→ DOCUMENT PASSAGE
########################################

So adept are the makers of “The Peanut Butter Falcon” at provoking laughter and tears that it may take a few hours for the rosy glow to wear off, at which point the viewer realizes he has fallen for a narrative con job.

But it’s such an effective con that most of us will shrug off any flickers of resentment in order to prolong the experience’s many satisfactions.

This feature debut from the writing/directing team of Tyler Nilson and Michael Schwartz opens in a retirement home where one resident stands out.

Zak (Zack Gottsagen) is 22-year-old with Downs syndrome.  Recently orphaned and deemed incapable of caring for himself, this unfortunate ward of the state (in this case, Georgia) has been warehoused among  dementia-plagued seniors.

Sounds grim, but the screenplay and direction immediately announce that it’s okay to laugh. Early on Zak elicits the cooperation of his fellow “inmates” to stage a jail break.  It’s short lived because even running at top speed Zak is hopelessly slow.

########################################

Dataset records:
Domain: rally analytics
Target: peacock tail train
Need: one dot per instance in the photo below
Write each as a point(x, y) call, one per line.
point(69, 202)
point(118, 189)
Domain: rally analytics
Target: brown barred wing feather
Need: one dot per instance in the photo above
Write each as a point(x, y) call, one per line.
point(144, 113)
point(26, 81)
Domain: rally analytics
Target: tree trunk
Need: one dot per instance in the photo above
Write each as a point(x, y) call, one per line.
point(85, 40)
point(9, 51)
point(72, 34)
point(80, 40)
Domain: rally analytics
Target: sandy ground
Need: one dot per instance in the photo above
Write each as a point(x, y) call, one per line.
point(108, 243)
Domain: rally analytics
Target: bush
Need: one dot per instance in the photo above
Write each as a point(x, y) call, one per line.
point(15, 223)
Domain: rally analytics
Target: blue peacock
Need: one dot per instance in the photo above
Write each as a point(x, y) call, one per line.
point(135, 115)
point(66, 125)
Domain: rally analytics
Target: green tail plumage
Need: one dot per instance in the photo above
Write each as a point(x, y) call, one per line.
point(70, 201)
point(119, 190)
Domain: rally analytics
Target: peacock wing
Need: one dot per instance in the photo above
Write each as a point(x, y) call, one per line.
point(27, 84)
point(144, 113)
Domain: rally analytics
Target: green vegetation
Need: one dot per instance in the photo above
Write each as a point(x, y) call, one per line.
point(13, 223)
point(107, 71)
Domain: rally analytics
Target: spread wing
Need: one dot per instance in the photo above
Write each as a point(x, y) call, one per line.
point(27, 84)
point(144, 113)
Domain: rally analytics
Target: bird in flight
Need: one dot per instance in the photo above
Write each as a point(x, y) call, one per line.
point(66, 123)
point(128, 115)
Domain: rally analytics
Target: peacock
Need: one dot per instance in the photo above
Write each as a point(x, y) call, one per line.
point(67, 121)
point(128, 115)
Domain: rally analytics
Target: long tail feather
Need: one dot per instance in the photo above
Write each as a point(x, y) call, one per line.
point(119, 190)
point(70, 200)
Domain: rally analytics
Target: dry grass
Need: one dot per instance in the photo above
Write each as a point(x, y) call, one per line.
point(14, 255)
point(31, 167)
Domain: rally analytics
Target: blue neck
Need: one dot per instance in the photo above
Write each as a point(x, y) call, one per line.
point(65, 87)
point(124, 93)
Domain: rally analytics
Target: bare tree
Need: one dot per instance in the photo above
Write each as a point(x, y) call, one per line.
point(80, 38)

########################################

→ WORK TO COMPLETE
Can you retype the film review word for word, starting at "But it’s such" and stopping after "resident stands out."?

→ SOLUTION FOR THIS PROBLEM
But it’s such an effective con that most of us will shrug off any flickers of resentment in order to prolong the experience’s many satisfactions.

This feature debut from the writing/directing team of Tyler Nilson and Michael Schwartz opens in a retirement home where one resident stands out.